Could you find every line in the entries below that holds the word "query" and copy it?

Task input Block Start

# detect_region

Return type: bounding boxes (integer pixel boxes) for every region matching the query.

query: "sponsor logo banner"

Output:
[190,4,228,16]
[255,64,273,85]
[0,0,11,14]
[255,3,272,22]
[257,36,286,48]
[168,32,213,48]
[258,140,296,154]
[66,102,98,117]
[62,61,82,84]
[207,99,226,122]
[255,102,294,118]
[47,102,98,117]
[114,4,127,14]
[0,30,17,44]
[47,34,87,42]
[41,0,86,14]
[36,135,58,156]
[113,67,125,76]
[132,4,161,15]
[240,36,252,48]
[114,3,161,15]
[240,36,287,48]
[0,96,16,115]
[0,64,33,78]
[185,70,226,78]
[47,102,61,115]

Task input Block End

| Answer below |
Return type: bounding boxes (integer pixel boxes) for every region matching the query.
query: "sponsor logo banner"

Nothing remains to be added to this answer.